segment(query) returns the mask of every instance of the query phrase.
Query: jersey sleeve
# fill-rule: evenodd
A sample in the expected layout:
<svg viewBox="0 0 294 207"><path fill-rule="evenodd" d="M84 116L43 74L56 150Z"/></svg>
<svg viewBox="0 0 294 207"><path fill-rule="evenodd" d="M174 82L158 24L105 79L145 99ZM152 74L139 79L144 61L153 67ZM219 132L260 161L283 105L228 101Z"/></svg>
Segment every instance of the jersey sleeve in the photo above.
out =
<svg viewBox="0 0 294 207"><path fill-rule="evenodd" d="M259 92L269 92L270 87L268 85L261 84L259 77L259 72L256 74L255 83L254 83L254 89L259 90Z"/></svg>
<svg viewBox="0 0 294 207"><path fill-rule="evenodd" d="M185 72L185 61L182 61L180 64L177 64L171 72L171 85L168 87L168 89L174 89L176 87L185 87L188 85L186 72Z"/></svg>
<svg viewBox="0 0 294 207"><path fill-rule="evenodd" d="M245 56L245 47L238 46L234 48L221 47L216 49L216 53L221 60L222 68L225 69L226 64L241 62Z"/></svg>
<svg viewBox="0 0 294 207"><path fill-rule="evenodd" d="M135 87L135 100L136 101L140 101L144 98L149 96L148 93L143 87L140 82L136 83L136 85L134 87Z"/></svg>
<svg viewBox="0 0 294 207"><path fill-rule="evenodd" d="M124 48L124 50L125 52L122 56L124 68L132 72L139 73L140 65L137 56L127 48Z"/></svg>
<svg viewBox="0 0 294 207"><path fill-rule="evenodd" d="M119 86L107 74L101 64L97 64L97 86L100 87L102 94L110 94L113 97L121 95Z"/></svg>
══════════
** Work required **
Rewrite the records from the start through the line containing "92L269 92L270 87L268" as a two-column CSV with the columns input and output. Give one row per record, with its text under input and its answer under output, each in a single quoted field with line breaks replaced by spaces.

** Problem solution **
input,output
"segment(query) returns the mask of every instance of the query phrase. Query: jersey sleeve # fill-rule: evenodd A sample in the expected layout: <svg viewBox=""0 0 294 207""><path fill-rule=""evenodd"" d=""M84 116L43 74L56 150Z""/></svg> <svg viewBox=""0 0 294 207""><path fill-rule=""evenodd"" d=""M174 82L158 24L105 79L145 99ZM152 74L139 79L144 61L153 67ZM219 132L260 161L283 105L228 101Z""/></svg> Segment every instance of the jersey sleeve in the photo above. out =","<svg viewBox=""0 0 294 207""><path fill-rule=""evenodd"" d=""M259 92L269 92L270 87L268 85L261 84L259 77L259 72L256 74L255 83L254 83L254 89L259 90Z""/></svg>"